Stored records

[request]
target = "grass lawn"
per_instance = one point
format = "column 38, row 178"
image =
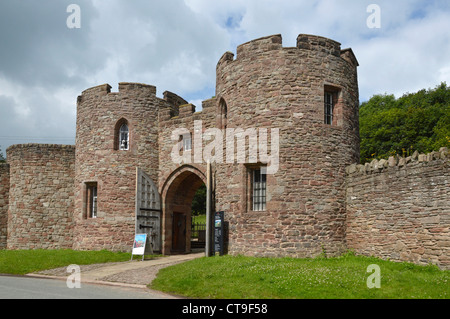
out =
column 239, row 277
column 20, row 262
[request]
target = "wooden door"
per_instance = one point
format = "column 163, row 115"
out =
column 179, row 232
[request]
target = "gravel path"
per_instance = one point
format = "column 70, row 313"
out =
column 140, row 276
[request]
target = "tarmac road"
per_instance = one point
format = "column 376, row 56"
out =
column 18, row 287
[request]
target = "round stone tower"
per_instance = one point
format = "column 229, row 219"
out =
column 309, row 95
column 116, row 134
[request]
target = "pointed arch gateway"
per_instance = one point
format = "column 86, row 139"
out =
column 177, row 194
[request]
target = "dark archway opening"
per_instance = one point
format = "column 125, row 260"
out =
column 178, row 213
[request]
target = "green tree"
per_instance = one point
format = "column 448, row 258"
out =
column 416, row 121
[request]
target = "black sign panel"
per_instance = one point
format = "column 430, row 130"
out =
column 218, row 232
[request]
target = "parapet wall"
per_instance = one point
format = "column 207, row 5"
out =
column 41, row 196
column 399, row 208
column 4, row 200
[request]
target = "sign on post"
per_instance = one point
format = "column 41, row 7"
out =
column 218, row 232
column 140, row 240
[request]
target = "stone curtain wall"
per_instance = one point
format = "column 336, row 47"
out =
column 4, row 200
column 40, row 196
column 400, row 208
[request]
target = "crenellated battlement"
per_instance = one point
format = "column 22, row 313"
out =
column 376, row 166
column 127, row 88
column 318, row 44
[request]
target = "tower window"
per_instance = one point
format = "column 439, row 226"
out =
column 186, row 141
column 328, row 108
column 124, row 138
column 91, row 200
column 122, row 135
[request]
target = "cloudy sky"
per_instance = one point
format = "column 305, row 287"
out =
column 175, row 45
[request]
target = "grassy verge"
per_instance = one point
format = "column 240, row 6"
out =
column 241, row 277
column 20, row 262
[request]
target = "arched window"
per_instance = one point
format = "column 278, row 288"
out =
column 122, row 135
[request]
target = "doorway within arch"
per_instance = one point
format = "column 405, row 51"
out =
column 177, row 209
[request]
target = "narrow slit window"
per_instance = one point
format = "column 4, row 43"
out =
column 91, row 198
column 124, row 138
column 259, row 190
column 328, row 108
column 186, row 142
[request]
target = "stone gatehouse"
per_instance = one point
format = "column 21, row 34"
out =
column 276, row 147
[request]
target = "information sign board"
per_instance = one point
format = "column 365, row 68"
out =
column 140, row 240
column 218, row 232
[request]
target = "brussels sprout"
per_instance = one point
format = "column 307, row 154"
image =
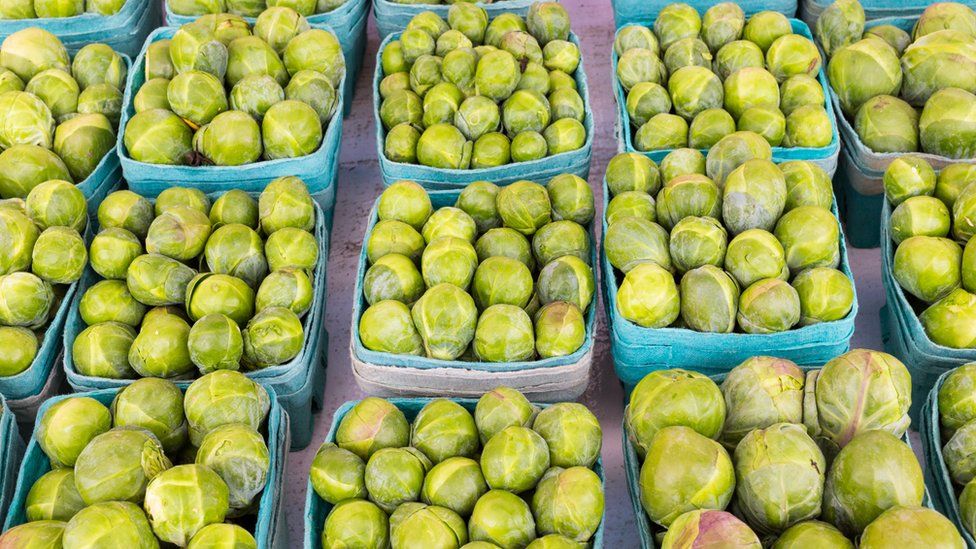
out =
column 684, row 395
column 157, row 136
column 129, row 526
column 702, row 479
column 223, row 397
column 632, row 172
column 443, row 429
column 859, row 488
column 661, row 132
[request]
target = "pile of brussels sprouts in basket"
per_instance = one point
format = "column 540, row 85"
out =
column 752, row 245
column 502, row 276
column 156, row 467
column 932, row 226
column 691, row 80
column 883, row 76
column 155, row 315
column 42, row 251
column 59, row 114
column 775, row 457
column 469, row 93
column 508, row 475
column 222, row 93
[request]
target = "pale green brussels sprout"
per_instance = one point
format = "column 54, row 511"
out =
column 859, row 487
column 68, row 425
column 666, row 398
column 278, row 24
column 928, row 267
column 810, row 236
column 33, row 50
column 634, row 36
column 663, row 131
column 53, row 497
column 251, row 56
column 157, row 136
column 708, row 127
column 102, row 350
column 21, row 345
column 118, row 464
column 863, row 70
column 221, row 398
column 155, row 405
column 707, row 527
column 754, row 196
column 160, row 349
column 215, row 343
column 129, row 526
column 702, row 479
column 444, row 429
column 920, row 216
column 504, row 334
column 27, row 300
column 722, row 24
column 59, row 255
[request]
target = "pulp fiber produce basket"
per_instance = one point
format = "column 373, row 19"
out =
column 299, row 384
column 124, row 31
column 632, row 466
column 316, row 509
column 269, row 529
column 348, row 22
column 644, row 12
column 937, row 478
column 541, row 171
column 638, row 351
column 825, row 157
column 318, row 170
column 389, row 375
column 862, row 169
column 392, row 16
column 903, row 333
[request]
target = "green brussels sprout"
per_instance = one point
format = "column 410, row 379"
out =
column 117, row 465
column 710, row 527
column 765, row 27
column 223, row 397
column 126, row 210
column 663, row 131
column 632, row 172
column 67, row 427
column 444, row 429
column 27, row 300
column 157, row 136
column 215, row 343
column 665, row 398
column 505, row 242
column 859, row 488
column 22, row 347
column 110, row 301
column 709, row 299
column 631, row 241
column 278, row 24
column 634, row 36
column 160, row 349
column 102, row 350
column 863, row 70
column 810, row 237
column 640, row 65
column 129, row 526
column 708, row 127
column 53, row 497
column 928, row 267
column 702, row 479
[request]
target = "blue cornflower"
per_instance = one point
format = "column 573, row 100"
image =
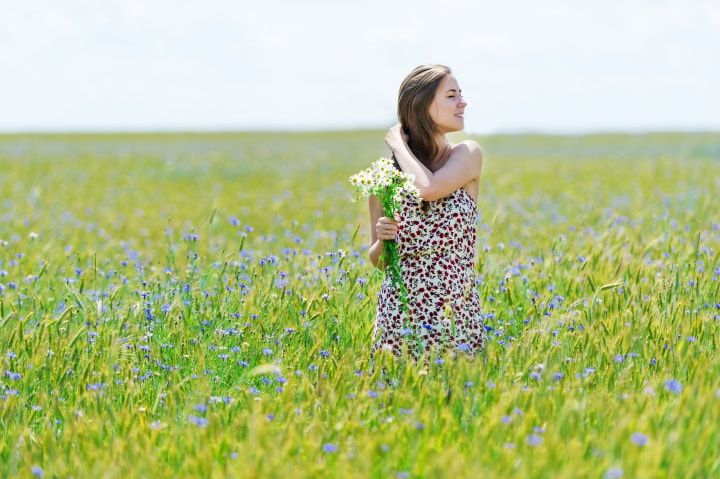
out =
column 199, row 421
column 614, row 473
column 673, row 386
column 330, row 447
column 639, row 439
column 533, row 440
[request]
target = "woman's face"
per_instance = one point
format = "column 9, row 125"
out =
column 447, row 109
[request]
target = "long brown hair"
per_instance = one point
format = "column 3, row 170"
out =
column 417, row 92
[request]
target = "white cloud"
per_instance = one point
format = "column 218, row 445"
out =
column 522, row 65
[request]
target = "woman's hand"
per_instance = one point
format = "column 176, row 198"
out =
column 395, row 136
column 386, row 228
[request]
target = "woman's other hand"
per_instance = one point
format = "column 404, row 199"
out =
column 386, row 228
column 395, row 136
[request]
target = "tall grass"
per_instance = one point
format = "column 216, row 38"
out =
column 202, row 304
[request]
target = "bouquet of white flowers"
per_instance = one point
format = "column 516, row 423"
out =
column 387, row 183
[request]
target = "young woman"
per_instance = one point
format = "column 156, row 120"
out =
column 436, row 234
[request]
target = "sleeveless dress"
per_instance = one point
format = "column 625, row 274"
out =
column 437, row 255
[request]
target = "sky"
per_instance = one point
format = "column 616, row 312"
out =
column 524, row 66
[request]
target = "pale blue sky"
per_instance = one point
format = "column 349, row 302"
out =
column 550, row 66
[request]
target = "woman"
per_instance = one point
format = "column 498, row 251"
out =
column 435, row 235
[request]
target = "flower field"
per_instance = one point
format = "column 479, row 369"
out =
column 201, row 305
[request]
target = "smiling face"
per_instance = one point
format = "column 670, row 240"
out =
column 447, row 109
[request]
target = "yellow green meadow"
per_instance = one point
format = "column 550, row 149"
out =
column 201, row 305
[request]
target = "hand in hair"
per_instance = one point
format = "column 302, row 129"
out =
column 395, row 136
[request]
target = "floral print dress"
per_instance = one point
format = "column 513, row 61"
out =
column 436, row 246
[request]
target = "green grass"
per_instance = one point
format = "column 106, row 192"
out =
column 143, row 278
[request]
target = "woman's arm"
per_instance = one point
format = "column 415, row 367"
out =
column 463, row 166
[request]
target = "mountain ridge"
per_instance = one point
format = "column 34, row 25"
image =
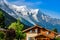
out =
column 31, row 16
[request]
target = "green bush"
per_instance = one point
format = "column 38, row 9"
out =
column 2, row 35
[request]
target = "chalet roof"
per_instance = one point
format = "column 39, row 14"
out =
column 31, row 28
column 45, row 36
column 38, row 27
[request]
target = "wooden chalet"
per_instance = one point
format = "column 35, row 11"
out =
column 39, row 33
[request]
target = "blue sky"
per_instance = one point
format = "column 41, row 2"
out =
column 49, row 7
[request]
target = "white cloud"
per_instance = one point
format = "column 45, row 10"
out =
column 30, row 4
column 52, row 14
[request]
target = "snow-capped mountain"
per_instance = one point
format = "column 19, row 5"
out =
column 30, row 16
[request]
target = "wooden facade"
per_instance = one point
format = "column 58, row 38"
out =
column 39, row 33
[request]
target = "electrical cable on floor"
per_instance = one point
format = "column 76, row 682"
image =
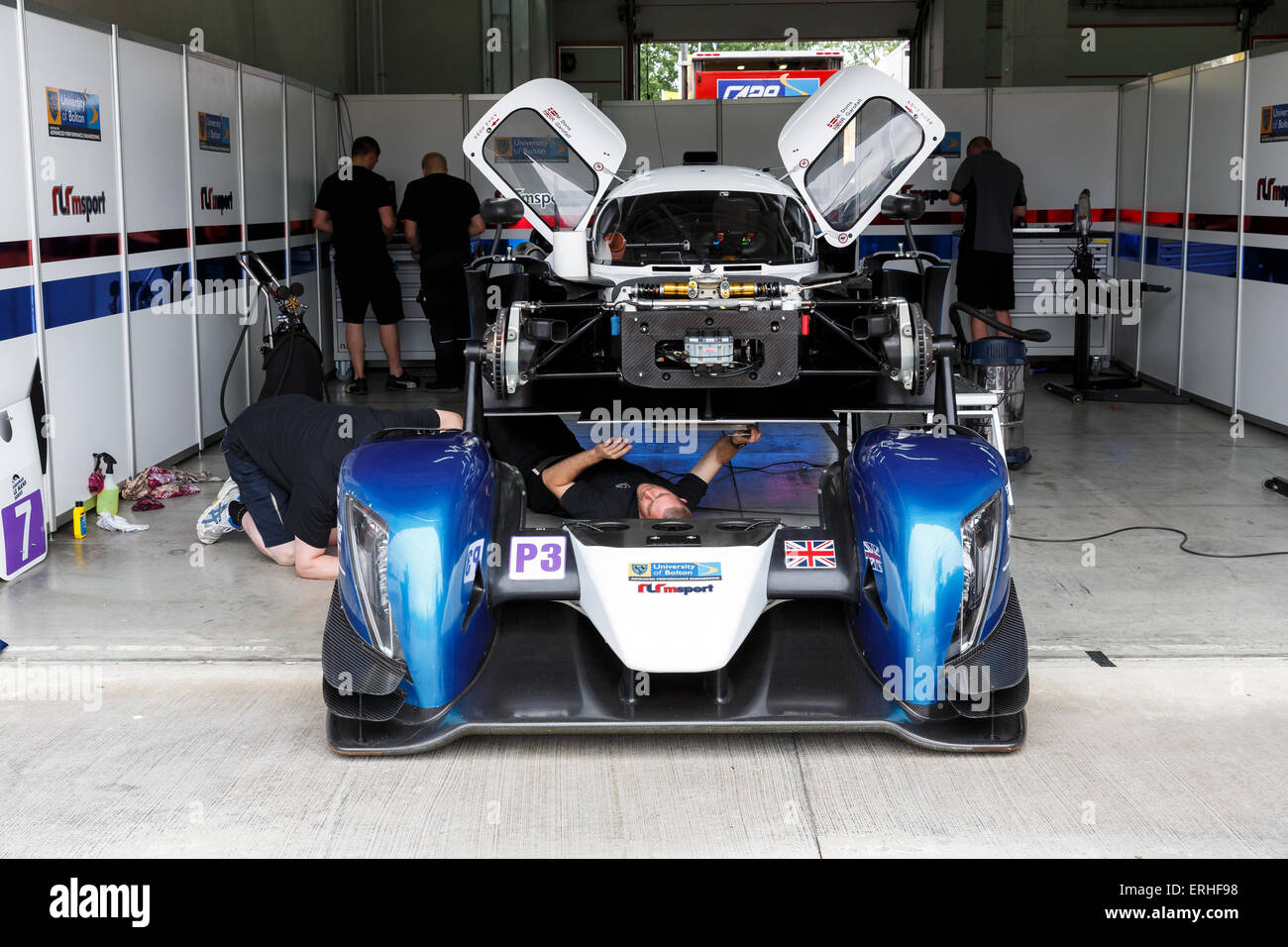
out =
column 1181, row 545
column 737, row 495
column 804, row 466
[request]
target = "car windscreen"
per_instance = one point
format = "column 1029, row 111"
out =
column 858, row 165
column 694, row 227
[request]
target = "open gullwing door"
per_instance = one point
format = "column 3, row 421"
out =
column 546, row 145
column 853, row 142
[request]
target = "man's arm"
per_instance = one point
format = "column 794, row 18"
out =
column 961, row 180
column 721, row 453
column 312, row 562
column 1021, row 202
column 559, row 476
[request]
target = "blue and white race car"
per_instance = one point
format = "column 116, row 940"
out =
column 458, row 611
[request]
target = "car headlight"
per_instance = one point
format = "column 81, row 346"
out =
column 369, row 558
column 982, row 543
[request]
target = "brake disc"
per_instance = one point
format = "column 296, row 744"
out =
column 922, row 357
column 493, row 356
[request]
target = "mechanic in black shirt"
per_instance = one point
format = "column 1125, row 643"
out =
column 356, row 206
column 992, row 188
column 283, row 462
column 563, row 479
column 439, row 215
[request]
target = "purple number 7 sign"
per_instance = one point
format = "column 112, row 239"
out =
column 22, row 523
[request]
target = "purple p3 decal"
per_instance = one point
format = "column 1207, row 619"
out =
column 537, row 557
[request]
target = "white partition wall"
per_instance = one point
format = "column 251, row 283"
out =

> GIVEN PROBLEM
Give back the records above verbatim, from their first line through the line containing "column 318, row 44", with that line included. Omit the pictures.

> REPLY
[request]
target = "grass lawn"
per_instance = one point
format = "column 38, row 178"
image =
out =
column 239, row 277
column 20, row 262
[request]
target = "wooden door"
per_instance = one point
format = "column 163, row 115"
out =
column 179, row 232
[request]
target = "gravel path"
per_instance = one point
format = "column 70, row 313"
out =
column 140, row 276
[request]
target = "tarmac road"
per_instance = one point
format = "column 376, row 56"
out =
column 18, row 287
[request]
target = "round stone tower"
per_instance = one point
format = "column 229, row 219"
out =
column 309, row 95
column 116, row 134
[request]
target = "pointed arch gateway"
per_instance = one point
format = "column 86, row 139"
out =
column 177, row 194
[request]
target = "dark archway opening"
per_instance = one point
format = "column 125, row 260"
out =
column 178, row 213
[request]
target = "green tree"
per_instance = one point
format = "column 448, row 258"
out =
column 416, row 121
[request]
target = "black sign panel"
per_instance = one point
format = "column 430, row 130"
out =
column 218, row 232
[request]
target = "parapet wall"
per_instance = one point
format = "column 207, row 5"
out =
column 41, row 196
column 399, row 208
column 4, row 200
[request]
target = "sign on post"
per_instance = one point
format = "column 41, row 7"
out =
column 218, row 232
column 140, row 240
[request]
target = "stone curtain wall"
per_instance = one point
format = "column 336, row 47"
out =
column 4, row 200
column 40, row 196
column 400, row 208
[request]
target = "crenellated battlement"
per_instance = one point
format = "column 22, row 313"
out =
column 376, row 166
column 127, row 88
column 318, row 44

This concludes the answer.